- Passage provided:
[BEGIN]

Advertisement
Internet Culture

‘The Worst Person in the World’ is an ode to not having life figured out

Norway’s submission for the best international film Oscar is a triumph.

Photo of Michelle Jaworski

Michelle Jaworski

renate reinsve (left) and anders danielsen lie (right) in the worst person in the world

Perhaps the one constant in a certain kind of existential film is that despite nobody having figured it out by a certain age, there’s always the expectation, whether fully realized or one largely internalized, that our protagonist really should’ve had it figured out by now. For Julie (Renate Reinsve), the protagonist of The Worst Person in the World, that expectation follows her almost constantly. Julie is reminded of those expectations when she travels with her boyfriend Aksel (Anders Danielsen Lie) to visit his parents and the topic of having children comes up. Later on, when she celebrates her 30th birthday at her mother’s home, she’s reminded of everything many of her ancestors accomplished by the time they turned 30 and how little time they might’ve had to figure it out in contrast to her own life thanks to lowered life expectancies a few centuries back.

[END]

- Written exercise 1:
In the film review, replace "Oscar" with "Academy Award" and write out everything from "Advertisement" down to "is a triumph.".
- Written exercise 2:
Answer these questions from the film review:
(a) Which country submitted the film for the best international film Oscar?
(b) Who plays Aksel?
(c) Where does Julie celebrate her 30th birthday?
- Written exercise 3:
What are all the names of people and characters that appear in the film review?
You won't need the material.

Items from a dataset
[BEGIN]

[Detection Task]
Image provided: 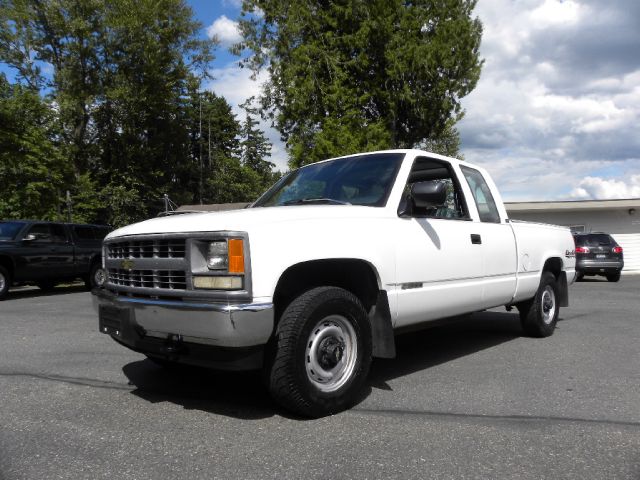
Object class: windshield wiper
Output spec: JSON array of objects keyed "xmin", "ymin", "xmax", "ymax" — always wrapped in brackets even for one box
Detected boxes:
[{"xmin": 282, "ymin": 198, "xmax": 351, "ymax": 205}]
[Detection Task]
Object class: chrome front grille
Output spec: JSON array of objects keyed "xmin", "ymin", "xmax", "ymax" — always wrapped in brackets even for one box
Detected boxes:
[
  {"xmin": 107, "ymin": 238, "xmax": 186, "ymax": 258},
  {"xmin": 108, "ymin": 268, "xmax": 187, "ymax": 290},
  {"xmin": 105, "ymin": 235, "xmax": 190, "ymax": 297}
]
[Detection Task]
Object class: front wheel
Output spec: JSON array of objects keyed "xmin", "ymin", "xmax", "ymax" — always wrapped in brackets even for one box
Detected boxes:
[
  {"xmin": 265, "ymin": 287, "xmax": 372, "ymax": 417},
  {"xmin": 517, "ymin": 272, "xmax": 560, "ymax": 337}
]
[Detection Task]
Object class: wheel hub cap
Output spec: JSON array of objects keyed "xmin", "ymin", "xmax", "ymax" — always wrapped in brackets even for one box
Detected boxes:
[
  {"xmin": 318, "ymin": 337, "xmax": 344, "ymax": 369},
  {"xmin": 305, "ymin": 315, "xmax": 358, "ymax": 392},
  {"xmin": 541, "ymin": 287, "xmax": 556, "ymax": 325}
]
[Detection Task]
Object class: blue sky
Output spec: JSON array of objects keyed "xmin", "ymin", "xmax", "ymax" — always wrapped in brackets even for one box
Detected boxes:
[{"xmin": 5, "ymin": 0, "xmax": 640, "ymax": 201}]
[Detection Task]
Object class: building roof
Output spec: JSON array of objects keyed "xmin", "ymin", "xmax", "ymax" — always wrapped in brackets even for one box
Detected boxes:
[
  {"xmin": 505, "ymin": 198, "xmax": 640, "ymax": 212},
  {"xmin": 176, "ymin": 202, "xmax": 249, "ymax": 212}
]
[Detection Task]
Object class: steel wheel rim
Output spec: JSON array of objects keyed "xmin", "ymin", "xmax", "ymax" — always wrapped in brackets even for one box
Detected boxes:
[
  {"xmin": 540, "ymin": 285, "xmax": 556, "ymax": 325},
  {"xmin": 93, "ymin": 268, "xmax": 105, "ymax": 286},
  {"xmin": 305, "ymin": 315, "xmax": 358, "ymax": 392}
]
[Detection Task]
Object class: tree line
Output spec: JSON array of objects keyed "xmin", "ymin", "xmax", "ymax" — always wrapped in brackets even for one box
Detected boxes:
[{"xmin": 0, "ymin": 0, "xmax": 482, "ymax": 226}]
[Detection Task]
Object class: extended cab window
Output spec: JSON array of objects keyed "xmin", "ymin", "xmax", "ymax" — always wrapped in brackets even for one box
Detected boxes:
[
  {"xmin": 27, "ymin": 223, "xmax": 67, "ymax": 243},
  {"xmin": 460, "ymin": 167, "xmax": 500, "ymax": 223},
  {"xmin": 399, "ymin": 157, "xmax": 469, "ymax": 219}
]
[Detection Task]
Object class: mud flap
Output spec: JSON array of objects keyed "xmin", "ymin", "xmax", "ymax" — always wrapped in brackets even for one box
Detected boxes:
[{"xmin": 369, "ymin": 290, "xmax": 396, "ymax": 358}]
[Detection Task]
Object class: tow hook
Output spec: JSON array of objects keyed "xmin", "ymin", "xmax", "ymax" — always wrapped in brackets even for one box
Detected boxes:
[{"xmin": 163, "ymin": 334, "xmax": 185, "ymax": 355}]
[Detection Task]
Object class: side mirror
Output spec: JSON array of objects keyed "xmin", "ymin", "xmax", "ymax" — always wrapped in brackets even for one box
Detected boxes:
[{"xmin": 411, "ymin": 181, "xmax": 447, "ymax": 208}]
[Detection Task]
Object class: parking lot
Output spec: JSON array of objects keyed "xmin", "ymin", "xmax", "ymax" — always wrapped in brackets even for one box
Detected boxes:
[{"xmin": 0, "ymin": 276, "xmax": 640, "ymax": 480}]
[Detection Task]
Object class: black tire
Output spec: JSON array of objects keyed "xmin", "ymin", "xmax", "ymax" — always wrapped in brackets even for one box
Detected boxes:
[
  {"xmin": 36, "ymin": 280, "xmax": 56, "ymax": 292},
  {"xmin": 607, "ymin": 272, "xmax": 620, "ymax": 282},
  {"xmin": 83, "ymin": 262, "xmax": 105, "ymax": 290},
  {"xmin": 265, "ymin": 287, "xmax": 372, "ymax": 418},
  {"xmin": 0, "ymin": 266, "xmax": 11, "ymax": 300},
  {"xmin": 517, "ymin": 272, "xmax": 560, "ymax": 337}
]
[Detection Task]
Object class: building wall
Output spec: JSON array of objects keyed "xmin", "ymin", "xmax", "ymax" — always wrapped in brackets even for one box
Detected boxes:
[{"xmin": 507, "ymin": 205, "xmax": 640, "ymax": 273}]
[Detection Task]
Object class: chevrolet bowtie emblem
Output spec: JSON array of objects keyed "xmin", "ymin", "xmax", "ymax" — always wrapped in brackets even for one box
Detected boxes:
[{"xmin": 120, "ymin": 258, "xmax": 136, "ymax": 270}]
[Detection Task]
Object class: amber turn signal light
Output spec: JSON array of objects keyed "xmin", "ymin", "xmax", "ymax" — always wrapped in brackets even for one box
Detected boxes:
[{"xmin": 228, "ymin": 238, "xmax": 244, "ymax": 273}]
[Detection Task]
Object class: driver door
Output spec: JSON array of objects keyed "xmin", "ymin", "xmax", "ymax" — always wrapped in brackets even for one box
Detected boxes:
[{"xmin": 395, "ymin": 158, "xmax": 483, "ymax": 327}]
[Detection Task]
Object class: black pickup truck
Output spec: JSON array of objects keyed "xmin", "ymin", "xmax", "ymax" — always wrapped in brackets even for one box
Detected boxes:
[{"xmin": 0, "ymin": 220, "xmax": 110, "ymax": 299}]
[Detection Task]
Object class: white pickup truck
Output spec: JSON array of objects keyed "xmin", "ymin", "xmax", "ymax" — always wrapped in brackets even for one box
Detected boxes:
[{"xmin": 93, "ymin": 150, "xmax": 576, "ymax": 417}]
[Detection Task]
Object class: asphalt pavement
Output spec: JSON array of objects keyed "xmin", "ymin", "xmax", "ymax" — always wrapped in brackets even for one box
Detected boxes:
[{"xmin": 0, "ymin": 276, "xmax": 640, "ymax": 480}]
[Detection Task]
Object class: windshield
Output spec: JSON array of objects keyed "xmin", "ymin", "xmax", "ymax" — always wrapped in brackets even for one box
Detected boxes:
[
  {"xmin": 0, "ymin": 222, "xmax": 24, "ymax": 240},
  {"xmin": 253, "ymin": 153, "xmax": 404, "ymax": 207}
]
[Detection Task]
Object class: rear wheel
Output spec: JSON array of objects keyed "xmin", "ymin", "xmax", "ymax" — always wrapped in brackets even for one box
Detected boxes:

[END]

- Final result 1:
Advertisement
Internet Culture

‘The Worst Person in the World’ is an ode to not having life figured out

Norway’s submission for the best international film Academy Award is a triumph.

- Final result 2:
(a) Norway
(b) Anders Danielsen Lie
(c) At her mother's home

- Final result 3:
Michelle Jaworski, Julie, Renate Reinsve, Aksel, Anders Danielsen Lie